-------- Task material
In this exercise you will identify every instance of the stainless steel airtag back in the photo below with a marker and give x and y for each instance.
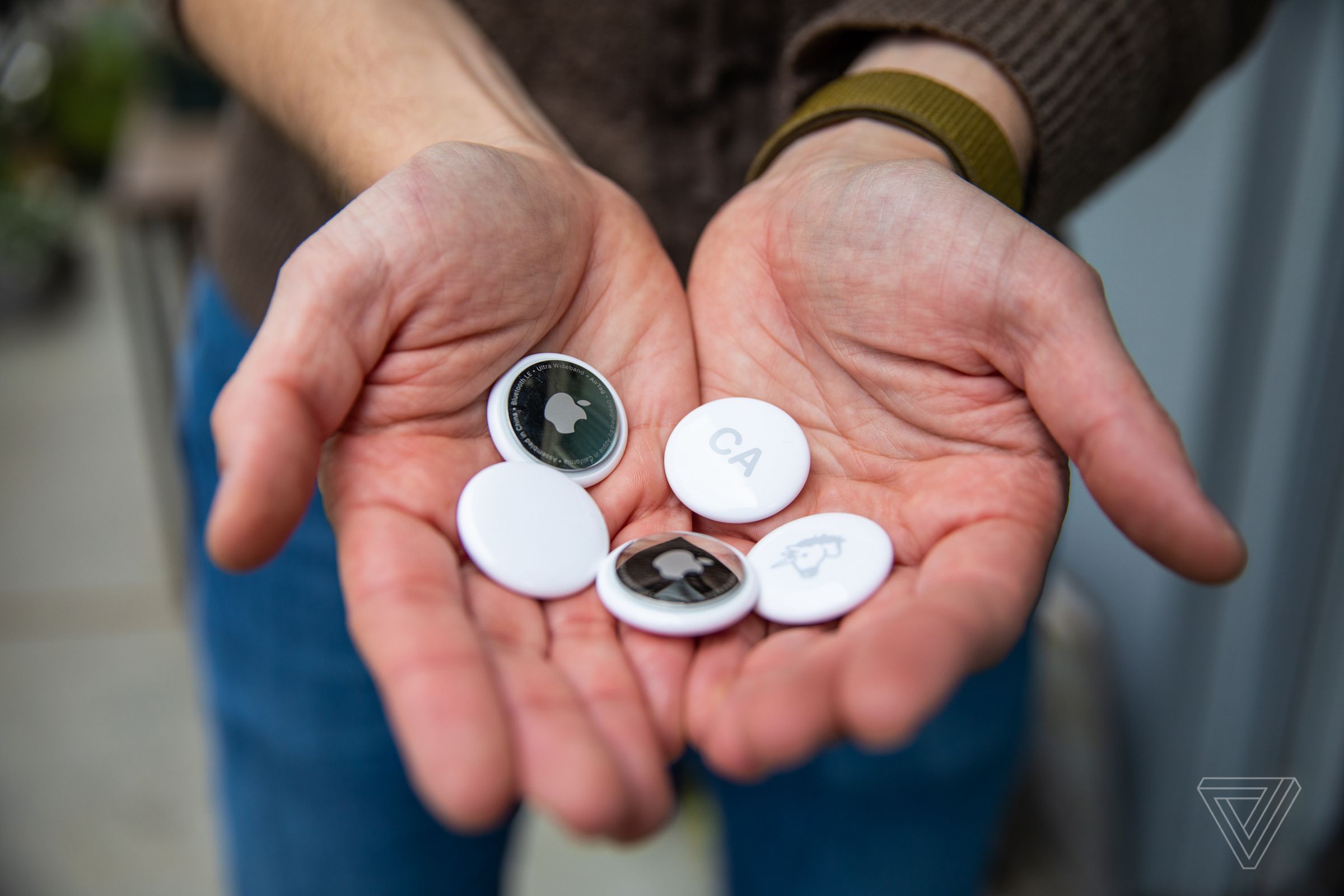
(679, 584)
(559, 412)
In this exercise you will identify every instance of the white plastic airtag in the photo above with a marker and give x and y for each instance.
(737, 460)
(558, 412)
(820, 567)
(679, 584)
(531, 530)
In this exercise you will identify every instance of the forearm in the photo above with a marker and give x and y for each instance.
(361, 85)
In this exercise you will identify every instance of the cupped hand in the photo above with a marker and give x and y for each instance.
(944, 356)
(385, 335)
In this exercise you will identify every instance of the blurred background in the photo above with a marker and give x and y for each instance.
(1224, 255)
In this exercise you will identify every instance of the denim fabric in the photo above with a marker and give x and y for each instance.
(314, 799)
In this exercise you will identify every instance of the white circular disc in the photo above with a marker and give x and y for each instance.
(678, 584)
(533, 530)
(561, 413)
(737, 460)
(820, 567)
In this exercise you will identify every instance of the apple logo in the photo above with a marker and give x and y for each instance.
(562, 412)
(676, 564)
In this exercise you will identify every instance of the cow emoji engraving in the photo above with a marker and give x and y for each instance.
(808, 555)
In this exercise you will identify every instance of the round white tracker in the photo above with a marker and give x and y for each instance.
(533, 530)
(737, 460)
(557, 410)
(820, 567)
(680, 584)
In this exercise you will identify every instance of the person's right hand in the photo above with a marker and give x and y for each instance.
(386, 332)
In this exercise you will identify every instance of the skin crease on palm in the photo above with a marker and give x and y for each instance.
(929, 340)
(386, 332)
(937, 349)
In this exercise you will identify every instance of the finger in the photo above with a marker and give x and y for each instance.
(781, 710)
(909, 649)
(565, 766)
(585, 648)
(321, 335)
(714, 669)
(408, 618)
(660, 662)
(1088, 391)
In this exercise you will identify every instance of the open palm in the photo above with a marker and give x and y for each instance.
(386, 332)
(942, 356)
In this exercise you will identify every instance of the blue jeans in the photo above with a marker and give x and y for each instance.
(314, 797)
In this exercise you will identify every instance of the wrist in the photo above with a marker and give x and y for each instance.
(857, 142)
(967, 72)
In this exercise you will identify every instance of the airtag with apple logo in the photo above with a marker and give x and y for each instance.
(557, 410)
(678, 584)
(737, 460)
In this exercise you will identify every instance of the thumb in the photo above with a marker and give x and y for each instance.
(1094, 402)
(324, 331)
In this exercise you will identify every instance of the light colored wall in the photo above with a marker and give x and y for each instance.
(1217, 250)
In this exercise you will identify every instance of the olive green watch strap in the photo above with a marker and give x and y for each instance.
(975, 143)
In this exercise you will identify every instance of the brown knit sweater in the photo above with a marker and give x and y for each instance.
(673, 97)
----------------
:: What this task involves ::
Copy out exactly the line that holds "In this exercise you will identify every instance of the olive" and all remaining lines of the listing, both the first and the last included.

:: Answer box ::
In this exercise you will identify every instance of the olive green watch strap in the photo above with a marker and give x and y for each instance.
(975, 143)
In this exercise you will identify every instance of the brown knit sweater in the photo above with a marker and give x and y for each instance.
(673, 97)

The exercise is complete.